* _What you need to do_
Rewrite the kiln post between "Well, not all" and "is shedding heat.", inclusive, putting "bright side" in place of "silver lining".

* _Supplied passage_
Sunday, November 28, 2010

Pick Myself Up, Dust Myself Off...

Start all over again.

Well, not all over. As you can perhaps imagine after reading this, I was pretty discouraged last night. Like a cork in the ocean, however, I don't stay down for long. I took some comfort in Nina's reassuring words, and started looking for my silver lining. I found a few:

  • I turned the burners off around midnight, at barely ▲05. I didn't bother to block the burner ports or shut the damper. When I went out in the morning, I still had color in the chamber. Whatever the issue is, it is not that this kiln is shedding heat. 
  • The laws of physics apply to me as well as anyone else. If I get the physical properties of the thing right, this kiln will reach temperature. There's no such thing as a curse.
  • The most likely culprit -- the stack height -- is the easiest fix.

Saved entries
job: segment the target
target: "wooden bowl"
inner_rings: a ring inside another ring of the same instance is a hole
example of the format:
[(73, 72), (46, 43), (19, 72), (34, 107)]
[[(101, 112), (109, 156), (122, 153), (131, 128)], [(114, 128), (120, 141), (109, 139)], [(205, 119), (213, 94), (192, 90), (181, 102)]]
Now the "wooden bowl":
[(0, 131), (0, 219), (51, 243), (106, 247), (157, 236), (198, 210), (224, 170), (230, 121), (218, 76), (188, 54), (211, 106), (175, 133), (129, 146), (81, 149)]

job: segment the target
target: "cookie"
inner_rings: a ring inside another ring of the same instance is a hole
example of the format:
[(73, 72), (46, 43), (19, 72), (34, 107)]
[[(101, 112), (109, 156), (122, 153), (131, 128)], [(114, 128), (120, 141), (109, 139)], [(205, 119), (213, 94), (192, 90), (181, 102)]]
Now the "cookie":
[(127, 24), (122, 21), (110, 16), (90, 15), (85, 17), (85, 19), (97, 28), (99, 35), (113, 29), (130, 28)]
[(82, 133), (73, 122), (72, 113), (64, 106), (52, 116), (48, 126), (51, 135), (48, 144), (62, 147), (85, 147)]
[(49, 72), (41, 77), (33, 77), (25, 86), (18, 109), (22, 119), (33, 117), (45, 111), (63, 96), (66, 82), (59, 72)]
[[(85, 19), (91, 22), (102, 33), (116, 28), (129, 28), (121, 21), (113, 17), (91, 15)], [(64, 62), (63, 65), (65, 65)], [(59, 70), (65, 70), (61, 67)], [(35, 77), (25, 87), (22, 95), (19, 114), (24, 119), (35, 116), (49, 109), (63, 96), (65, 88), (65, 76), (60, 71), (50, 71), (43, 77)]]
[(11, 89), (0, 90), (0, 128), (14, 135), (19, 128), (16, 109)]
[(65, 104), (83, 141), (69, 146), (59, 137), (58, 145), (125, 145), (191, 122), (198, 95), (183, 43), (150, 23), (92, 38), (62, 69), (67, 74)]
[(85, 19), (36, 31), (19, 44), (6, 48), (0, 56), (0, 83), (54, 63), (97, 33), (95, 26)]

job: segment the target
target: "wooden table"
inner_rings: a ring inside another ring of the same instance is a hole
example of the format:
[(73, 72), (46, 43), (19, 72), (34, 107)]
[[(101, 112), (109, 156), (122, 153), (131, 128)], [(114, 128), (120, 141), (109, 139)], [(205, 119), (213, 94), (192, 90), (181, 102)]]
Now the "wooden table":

* _Solution to the exercise_
Well, not all over. As you can perhaps imagine after reading this, I was pretty discouraged last night. Like a cork in the ocean, however, I don't stay down for long. I took some comfort in Nina's reassuring words, and started looking for my bright side. I found a few:

  • I turned the burners off around midnight, at barely ▲05. I didn't bother to block the burner ports or shut the damper. When I went out in the morning, I still had color in the chamber. Whatever the issue is, it is not that this kiln is shedding heat.